=== Requirement a ===
In the listing, edit the part that opens with the line containing "of the beige" and runs through the end of the listing: replace "white bowl" with "ceramic bowl" and change nothing else.

As he and his men rested, there came a fearsome howl,
And hideous orcs streamed forth from the murky
Glen, cannibal teeth clotted with gore - http://www.imperial-library.info/obbooks/father_niben.shtml
The poem suggests that in the Merethic, Topal sailed the Inner sea of Morrowind and observed Orcs in what is now High Rock. However, we know that the Orsimer weren't there yet at the time. They came much later, around the same time as the Velothi Exodus.
Dwemeri high priest Kagrenac then revealed that which he had built in the image of Vivec. It was a walking star, which burnt the armies of the Triune and destroyed the heartland of Veloth, creating the Inner Sea. - http://www.imperial-library.info/mwbooks/lessons.shtml
In my research of the very oldest Nord records, I found ancient maps which showed no island in the north of modern Morrowind -- just a region labeled "Dwemereth" which encompassed the island of Vvardenfell as we know it, as well as a rather wide swath of what is now the mainland. Indeed, as best as could be made out from the rather crude map, the coastline once extended some distance further north than Vvardenfell does now. - http://www.imperial-library.info/fsg/ghanburighanarticle1.shtml
For the origins of the Inner sea we have both Haspaht (Kurt Kulhman) and Vivecs Sermons to suggest that there was no Inner Sea in the Middle Merethic and that it was formed around the same time as the Battle on Red Mountain.

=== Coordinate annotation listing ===
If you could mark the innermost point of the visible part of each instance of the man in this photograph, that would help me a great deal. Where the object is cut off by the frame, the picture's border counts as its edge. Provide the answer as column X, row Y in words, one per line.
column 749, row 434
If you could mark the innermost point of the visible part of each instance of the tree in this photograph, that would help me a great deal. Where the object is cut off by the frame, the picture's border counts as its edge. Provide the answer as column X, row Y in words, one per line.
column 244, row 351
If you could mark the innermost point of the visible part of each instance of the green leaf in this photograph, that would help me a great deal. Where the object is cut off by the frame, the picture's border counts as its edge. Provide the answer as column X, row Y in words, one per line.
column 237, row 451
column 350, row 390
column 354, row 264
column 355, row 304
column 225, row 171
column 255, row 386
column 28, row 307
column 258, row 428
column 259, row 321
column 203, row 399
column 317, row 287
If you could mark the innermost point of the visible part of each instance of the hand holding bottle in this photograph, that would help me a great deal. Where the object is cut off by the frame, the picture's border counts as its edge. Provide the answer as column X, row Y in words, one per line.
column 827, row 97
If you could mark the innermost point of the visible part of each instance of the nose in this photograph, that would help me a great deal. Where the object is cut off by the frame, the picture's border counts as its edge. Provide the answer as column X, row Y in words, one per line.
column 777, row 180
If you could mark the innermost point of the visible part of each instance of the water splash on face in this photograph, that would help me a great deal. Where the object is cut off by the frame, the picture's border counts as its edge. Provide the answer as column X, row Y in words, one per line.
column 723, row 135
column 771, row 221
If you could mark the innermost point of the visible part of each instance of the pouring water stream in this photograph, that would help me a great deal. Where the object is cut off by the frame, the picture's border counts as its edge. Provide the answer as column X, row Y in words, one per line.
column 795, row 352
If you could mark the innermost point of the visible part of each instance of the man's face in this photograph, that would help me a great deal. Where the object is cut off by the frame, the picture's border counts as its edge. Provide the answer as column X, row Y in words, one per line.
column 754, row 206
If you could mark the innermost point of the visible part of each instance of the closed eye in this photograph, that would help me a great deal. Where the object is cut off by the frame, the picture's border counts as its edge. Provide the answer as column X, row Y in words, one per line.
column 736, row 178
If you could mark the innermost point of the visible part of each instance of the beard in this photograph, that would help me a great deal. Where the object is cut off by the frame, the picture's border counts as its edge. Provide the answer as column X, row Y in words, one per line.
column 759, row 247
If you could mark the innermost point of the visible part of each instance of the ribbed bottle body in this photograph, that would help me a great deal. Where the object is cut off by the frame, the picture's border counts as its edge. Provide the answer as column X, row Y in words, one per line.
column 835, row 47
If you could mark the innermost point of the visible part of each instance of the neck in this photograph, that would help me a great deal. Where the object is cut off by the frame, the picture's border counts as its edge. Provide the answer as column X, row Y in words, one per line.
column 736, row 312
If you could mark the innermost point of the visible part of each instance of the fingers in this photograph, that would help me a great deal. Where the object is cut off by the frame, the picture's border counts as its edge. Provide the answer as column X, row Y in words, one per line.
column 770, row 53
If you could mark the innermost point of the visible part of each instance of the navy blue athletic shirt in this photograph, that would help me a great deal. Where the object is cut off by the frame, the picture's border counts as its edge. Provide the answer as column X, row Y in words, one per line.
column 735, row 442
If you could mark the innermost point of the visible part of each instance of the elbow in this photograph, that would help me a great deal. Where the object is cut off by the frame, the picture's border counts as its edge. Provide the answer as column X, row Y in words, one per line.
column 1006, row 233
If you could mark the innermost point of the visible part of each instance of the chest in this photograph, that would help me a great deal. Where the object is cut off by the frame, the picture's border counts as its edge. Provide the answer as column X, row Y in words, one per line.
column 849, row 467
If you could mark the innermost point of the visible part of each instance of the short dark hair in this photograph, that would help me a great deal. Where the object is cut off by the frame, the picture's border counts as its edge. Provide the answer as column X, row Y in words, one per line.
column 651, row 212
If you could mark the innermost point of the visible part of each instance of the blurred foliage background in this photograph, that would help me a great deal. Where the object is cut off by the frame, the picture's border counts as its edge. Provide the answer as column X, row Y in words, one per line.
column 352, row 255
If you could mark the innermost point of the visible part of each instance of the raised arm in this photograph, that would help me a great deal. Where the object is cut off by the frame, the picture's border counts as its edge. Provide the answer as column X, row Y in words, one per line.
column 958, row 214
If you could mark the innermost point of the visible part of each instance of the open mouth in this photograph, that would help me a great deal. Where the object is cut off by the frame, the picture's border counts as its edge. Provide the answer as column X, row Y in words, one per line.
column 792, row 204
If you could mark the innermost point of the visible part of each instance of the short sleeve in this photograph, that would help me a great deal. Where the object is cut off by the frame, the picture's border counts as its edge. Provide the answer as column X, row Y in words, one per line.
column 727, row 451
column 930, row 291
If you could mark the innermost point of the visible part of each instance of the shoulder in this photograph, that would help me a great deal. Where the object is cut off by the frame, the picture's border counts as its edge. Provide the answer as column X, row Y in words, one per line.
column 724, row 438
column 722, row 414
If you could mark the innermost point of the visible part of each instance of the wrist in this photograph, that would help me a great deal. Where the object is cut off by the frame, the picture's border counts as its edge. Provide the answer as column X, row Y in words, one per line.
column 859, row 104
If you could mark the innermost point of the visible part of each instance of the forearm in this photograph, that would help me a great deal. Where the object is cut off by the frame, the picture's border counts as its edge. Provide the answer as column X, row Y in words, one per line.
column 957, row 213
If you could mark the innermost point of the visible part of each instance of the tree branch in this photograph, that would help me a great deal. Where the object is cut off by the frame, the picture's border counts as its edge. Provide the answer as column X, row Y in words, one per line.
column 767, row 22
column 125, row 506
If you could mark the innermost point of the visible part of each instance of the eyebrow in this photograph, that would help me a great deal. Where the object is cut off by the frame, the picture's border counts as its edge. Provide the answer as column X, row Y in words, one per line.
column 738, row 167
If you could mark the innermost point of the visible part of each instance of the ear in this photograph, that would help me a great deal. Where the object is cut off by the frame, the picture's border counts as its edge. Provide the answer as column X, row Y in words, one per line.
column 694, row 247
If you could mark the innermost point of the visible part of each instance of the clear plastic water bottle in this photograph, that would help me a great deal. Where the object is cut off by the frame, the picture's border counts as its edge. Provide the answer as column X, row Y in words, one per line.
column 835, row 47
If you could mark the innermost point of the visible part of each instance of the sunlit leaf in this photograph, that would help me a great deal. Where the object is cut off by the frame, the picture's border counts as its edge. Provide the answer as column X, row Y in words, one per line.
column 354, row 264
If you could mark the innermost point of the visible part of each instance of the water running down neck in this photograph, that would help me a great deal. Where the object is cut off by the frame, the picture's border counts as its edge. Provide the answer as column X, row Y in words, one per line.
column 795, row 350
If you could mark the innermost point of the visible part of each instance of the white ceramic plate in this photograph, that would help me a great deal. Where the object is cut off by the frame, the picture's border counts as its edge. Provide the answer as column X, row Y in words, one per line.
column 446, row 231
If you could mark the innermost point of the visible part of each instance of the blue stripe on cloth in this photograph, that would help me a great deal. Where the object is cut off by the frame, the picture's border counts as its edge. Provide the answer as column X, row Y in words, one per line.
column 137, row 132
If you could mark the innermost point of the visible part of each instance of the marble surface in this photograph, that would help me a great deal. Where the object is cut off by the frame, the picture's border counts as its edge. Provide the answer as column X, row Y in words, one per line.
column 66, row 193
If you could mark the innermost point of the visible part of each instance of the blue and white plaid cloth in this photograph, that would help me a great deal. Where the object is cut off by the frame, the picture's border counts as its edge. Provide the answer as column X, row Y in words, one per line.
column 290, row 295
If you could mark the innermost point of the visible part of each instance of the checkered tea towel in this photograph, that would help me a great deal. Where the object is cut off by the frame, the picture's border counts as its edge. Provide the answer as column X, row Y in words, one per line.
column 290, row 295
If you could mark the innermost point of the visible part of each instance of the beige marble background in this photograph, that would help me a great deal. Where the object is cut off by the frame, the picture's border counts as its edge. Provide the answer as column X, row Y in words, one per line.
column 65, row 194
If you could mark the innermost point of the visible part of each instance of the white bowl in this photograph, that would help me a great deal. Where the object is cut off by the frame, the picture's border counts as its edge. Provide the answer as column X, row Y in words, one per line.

=== Requirement b ===
According to the excerpt on the origins of the Inner Sea, when did the Orsimer come to what is now High Rock?

=== Written reply a ===
If you could mark the innermost point of the visible part of each instance of the beige marble background in this photograph, that would help me a great deal. Where the object is cut off by the frame, the picture's border counts as its edge. Provide the answer as column X, row Y in words, one per line.
column 65, row 194
If you could mark the innermost point of the visible part of each instance of the ceramic bowl in this photograph, that would help me a great deal. Where the object is cut off by the frame, the picture's border counts as its edge. Provide the answer as column X, row Y in words, one per line.

=== Written reply b ===
Much later, around the same time as the Velothi Exodus.